▸ Document extract
Errata: Known Errors in "Foundations for Scientific Investing" and in the "Q&A Book"
14th Edition FFSI (February 2025) with ISBN 9781067058302
Errors/Corrections in February 2025 Edition
Figure 4.9, Page 507. Some text is missing from the top right of the interest rate plot.
It should say: "UP: 1824-1842 (18Y), 1900-1920 (20Y), 1946-1981 (35Y)" and
"DOWN: 1798-1824 (26Y), 1842-1900 (58Y), 1920-1946 (26Y), 1981-2020 (39Y)."
13th Edition FFSI (February 2024) with ISBN 9781991155474
Errors/Corrections in February 2024 Edition
Section 2.5.1 (Dividend Timelines): It is not a mistake, as such, but a revision caused by changes in the marketplace. The U.S.
will move securities market settlement from T+2 to T+1 on May 28, 2024 (but there is no change for
U.S. government bonds or U.S. futures and options, which already trade T+1; most FX already settles T+1).
Canada moves to T+1 on May 27, 2024. India already made the shift to T+1 in 2023.
To the best of my knowledge, the U.K., Europe, Australia and N.Z. are remaining at T+2,
but are all under pressure to make the change and are consulting with stakeholders.
This affects the dividend timeline. After May 28, under T+1, the U.S./Canada ex-date and
record date will be the same. So, if you buy a stock the day before the ex-date, there will
be only one business day to get your name in the book of record.
Standard settlement is referred to as "regular way" settlement; after May 28, 2024,
"regular way" will mean T+1 in the U.S.
12th Edition FFSI (August 2022) with ISBN 9781991155450
Errors/Corrections in August 2022 Edition
p. 12. A simple typo. "34 bps" in the second-to-last paragraph should be "35.7 bps".
p. 175. "PERP's jump in share price will reflect only this retention-driven expansion of its capital base" should
read "PERP's jump in share price will reflect only this expansion of its capital base" (b/c there is no
earnings retention in this case).
p. 528. Word missing. Should be "or in companies that have dealings [with] countries with human rights violations"
7th Edition of Q&A Book (January 2021) with ISBN 9780995117358
Corrections in January 2021 Q&A Book Edition
I failed to mention that Q63 and Q113 (correlation for Stock S and Stock F) have a spreadsheet that you can download at the main Web page.
I failed to mention that Q285 and Q348 (Bachelier [1900] option pricing model) have a spreadsheet that you can download at the main Web page.
11th Edition FFSI (January 2022) with ISBN 9781991155429
Errors/Corrections in January 2022 Edition
p. 195: "is a equal-weight special case" should be "is an equal-weight special case".

▸ Problem to work on
Extend the errata list for "Foundations for Scientific Investing" past its final entry, the p. 195 correction in the January 2022 edition, adding further corrections in the same format.

▸ Material provided
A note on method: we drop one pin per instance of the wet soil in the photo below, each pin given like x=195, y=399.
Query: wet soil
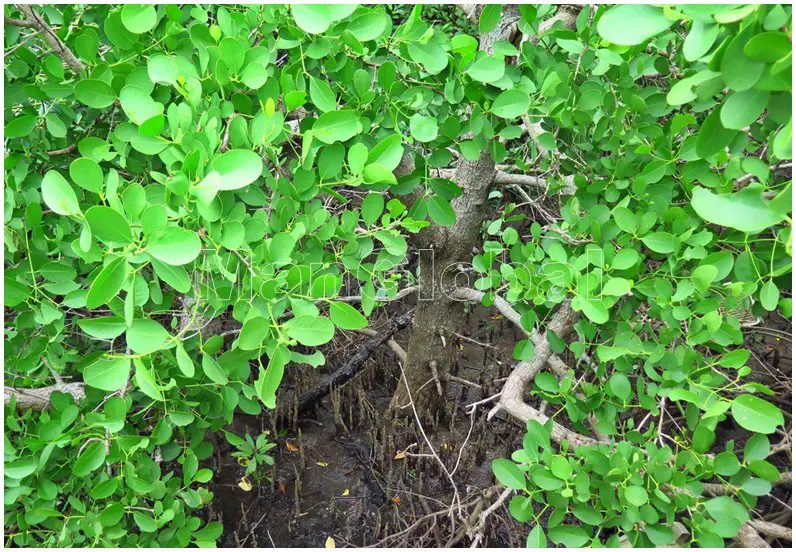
x=347, y=472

▸ Exercise output
p. 244: In the middle of the page, "82%" should be "72%".
p. 366: seven lines from the bottom, active share is described as "the sum of the absolute values"
but it should be "half the sum of the absolute values".
p. 528: Three lines from the bottom, in the footnote, "occurs" should be "occur".
pp. 74, 187, 285, 502, 698: the characters "textit" should be struck out. This is a software glitch.
10th Edition FFSI (December 2020) with ISBN 978-0-9951173-6-5
Errors/Corrections in December 2020 Edition
Some of these errors are the result of material being moved around during the latest revision.
So, some items have accidentally been mentioned too soon relative to where they are defined for
the first time. These errors will be fixed in either a revised 10th edition in late 2021 or in a new
11th edition in 2022.
p. 7 basis points are mentioned in passing (in the box) before being formally defined on p. 10 (in the footnote).
p. 18 mean blur is mentioned in passing before being defined. It is a common theme in the book, but is not defined until the middle of p. 68.
p. 20 the SLLN is mentioned but not defined until p. 53.
p. 29 says here are two more job interview questions. In fact, these are the first to appear in the book.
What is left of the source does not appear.